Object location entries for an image
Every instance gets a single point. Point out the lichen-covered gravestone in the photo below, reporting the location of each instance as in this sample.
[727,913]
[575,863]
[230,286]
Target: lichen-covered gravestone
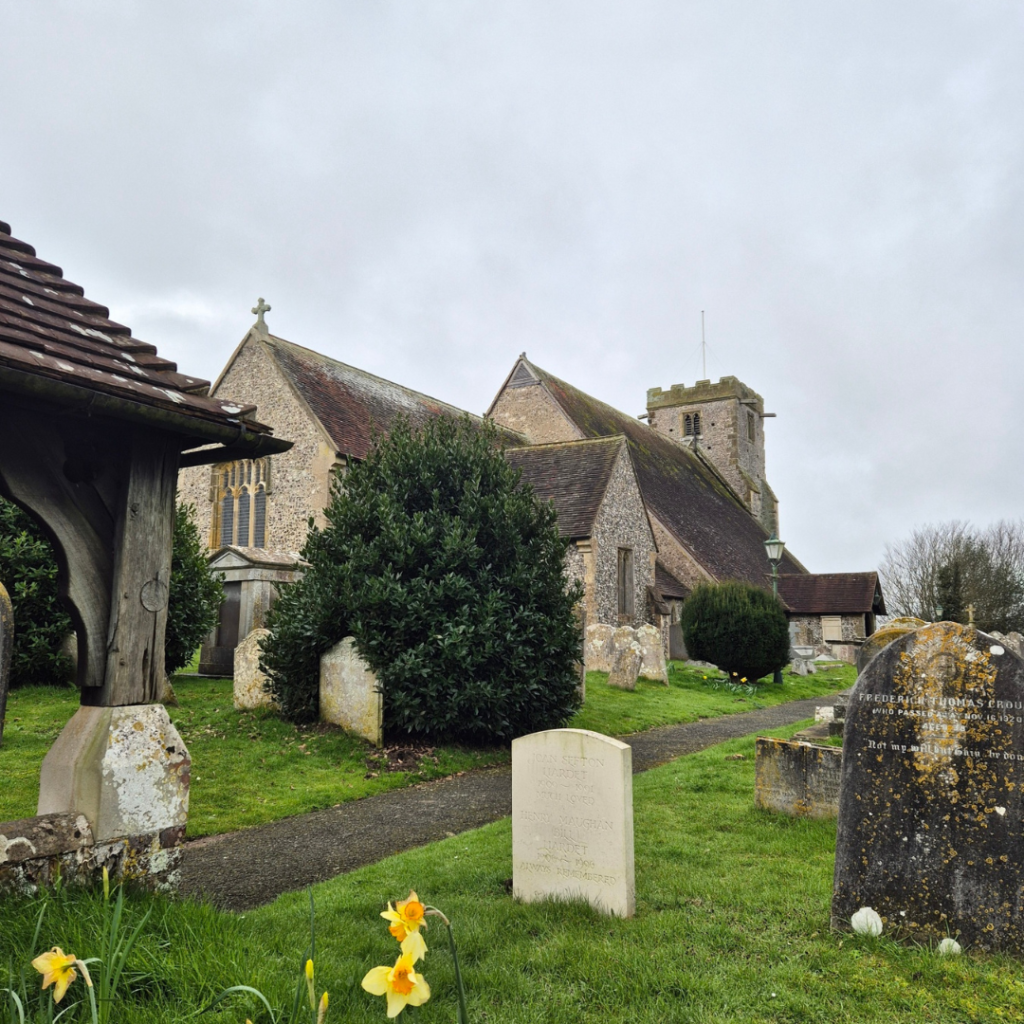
[572,819]
[6,648]
[931,822]
[250,682]
[349,693]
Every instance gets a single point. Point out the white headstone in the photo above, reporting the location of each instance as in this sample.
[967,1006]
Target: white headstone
[653,666]
[572,819]
[350,696]
[597,647]
[249,681]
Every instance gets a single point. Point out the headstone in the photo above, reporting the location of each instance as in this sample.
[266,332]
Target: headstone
[6,648]
[597,648]
[931,817]
[626,667]
[652,666]
[349,693]
[250,682]
[572,819]
[799,779]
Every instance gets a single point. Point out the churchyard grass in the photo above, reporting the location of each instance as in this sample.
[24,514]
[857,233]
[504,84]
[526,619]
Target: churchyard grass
[691,695]
[731,926]
[251,767]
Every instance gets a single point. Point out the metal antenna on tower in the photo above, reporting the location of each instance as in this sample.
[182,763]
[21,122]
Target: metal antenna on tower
[704,347]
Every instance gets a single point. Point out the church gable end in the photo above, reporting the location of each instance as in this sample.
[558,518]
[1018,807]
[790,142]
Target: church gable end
[269,500]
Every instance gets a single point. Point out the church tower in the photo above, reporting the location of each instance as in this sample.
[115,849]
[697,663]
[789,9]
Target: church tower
[725,423]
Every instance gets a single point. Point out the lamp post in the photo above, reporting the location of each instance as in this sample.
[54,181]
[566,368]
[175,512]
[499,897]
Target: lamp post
[774,547]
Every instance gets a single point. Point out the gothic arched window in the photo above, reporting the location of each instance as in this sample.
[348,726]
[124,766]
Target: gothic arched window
[239,491]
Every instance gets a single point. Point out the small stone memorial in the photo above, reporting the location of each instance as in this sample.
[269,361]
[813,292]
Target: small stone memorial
[250,682]
[572,819]
[931,820]
[653,666]
[349,693]
[626,667]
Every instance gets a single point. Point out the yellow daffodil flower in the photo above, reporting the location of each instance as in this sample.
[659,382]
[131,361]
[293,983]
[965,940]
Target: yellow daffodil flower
[415,945]
[406,918]
[400,984]
[56,967]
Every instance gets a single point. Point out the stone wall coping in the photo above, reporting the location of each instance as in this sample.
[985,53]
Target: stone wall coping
[43,836]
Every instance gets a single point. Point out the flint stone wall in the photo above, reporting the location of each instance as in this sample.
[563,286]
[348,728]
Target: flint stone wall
[34,852]
[799,779]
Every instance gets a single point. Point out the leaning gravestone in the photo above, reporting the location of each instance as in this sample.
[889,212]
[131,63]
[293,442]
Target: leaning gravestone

**What you should do:**
Reproduce every one of the rows above without changing anything, and leave the picture out of your answer.

**Exercise response:**
Every instance gets a single point. Point out the lichen-covered gravestone in the photo below, reporting the location of each instance as in this sample.
[727,913]
[575,863]
[230,286]
Target: lichen-covered gravestone
[572,819]
[6,648]
[931,822]
[250,682]
[349,693]
Every instance gets a single point. Point out the white headstone in the photo above, reporting the location of each instance as in this sample.
[967,1006]
Target: white headstone
[653,666]
[572,819]
[350,696]
[597,647]
[249,681]
Every instance gets a single point. Point out the headstone in the photo above, reporting the location of each instance as in this sample.
[266,332]
Target: headstone
[6,648]
[597,648]
[931,817]
[626,667]
[652,666]
[349,693]
[250,682]
[572,819]
[799,779]
Every instance gets a single point. Point out the churchyard grass in the photo above, reporting the location of each instance as in this sample.
[24,514]
[857,233]
[504,84]
[526,619]
Target: churchyard grass
[691,695]
[731,926]
[251,767]
Every instance gets a single point. Point out the metal antenna on tower in the photo above, reporting the location of each instance as in this sample.
[182,763]
[21,122]
Target: metal antenna on tower
[704,347]
Every instance gets a single point. Point out the church gable end in the photo above, reporting the location of each instance as in this sample.
[558,518]
[1018,807]
[790,142]
Target: church gable end
[269,500]
Every instance gets a single point. Point out the church tower in the photo above, reporting the location of each instance as in this sample.
[115,849]
[697,663]
[789,9]
Target: church tower
[725,423]
Every instance gets a single point. Point out the lamp post in the photo above, reporting the location of each instance as in this sample.
[54,181]
[566,368]
[175,512]
[499,897]
Target: lamp post
[774,547]
Every instance gets a single point. Point out the gothic arched window in the photo above, reporting the location of each instance as in this sample.
[348,726]
[124,766]
Target: gothic arched window
[239,491]
Every instance gets a single point. Point out the small stone memorial in the photo above, reporting the location of each instance as in this sample.
[269,361]
[813,292]
Target: small stone memorial
[250,682]
[572,819]
[931,820]
[653,666]
[349,693]
[626,667]
Every instance gets a single point. Point out the yellow daffodil flower in the photo above, reporting the location of each instance as in this sample.
[659,382]
[131,361]
[293,983]
[965,940]
Target: yellow daffodil flower
[415,945]
[406,918]
[400,984]
[56,967]
Every instance gets a single point. Point out the stone wall coping in the photo above, reporting the location of each instance as in this sample.
[985,53]
Target: stone wall coping
[43,836]
Every instance gets a single point. Point out the flint stone wall in the photo above, reporting the location of each instance as in this sample.
[563,286]
[348,728]
Target: flint stone wall
[34,852]
[799,779]
Every instance gets a single point. Point out the leaning gravestone in the photo above, reporting the location of each instance as in this sample.
[889,212]
[131,63]
[293,442]
Target: leaning gravestone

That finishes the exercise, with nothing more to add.